■ DOCUMENT TEXT ■

Saudi Oil Output to Return Faster than Expected, Prices Ease

Politics

7Dnews London

Tue, 17 Sep 2019 15:06 GMT

With tensions easing in the oil market after the September 14th attack on installations belonging to Saudi oil company Aramco, oil prices began to settle, Reuters and AFP reported on Tuesday September 17th.

Saudi Arabia's oil output will be fully back online quicker than initially thought following the weekend attacks on production facilities, two sources briefed on the latest developments told Reuters.

The Kingdom is close to restoring 70% of the 5.7 million barrels per day (bpd) production lost following the attacks, a top Saudi source said.

That source said output will be fully back online in the next 2-3 weeks.

Oil prices fell on Tuesday September 17th but held most of the previous day's record gains that were fuelled by the attack on Saudi facilities that wiped out half the country's crude output.

Traders were nervously awaiting further US response after it said Iran was likely to blame. The crisis revived fears of a conflict in the tinderbox Gulf region.

"Oil prices have settled in the wake of Monday's 20% spike caused by a drone attack on a major Saudi Arabian refinery but shares in oil companies and utilities continue to trade higher," noted Fiona Cincotta, senior market analyst at City Index trading group.

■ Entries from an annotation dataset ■
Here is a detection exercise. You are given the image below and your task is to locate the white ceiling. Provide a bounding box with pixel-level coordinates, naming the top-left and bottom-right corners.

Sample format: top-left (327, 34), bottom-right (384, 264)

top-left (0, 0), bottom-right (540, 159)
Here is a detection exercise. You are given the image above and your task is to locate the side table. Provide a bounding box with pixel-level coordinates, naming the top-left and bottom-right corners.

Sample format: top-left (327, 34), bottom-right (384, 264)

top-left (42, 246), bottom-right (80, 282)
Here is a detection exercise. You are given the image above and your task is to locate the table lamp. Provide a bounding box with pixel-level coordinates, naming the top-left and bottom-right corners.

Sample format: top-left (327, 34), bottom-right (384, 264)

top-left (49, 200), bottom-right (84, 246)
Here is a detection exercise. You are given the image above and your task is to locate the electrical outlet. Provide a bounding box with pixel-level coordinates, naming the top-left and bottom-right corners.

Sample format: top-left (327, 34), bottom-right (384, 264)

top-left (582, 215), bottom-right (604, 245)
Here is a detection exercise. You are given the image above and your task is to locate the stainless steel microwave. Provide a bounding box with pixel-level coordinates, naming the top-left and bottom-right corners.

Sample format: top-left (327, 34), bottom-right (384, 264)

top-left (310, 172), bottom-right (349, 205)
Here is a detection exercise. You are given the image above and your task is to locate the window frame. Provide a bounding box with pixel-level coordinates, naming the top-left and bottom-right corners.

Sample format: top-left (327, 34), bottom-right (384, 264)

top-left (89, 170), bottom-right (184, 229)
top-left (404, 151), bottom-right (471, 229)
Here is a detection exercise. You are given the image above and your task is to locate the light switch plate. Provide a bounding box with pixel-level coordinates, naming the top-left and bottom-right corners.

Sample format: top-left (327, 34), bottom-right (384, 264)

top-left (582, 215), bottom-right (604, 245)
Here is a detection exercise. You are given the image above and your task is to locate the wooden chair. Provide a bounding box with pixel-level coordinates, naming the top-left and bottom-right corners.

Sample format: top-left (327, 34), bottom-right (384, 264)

■ REQUIRED TASK A ■
Answer these questions from the Saudi oil article above, one line each:
(i) What share of the lost production is the Kingdom close to restoring?
(ii) Within what period did the top Saudi source say output will be fully back online?
(iii) What position does Fiona Cincotta hold?
■ REQUIRED TASK B ■
From the Saudi oil article above, set down word for word the part that opens with the words containing "7Dnews London" and closes with "country's crude output.".

■ FINAL ANSWER A ■
(i) 70% of the 5.7 million barrels per day lost after the attacks.
(ii) In the next 2-3 weeks.
(iii) Senior market analyst at City Index trading group.

■ FINAL ANSWER B ■
7Dnews London

Tue, 17 Sep 2019 15:06 GMT

With tensions easing in the oil market after the September 14th attack on installations belonging to Saudi oil company Aramco, oil prices began to settle, Reuters and AFP reported on Tuesday September 17th.

Saudi Arabia's oil output will be fully back online quicker than initially thought following the weekend attacks on production facilities, two sources briefed on the latest developments told Reuters.

The Kingdom is close to restoring 70% of the 5.7 million barrels per day (bpd) production lost following the attacks, a top Saudi source said.

That source said output will be fully back online in the next 2-3 weeks.

Oil prices fell on Tuesday September 17th but held most of the previous day's record gains that were fuelled by the attack on Saudi facilities that wiped out half the country's crude output.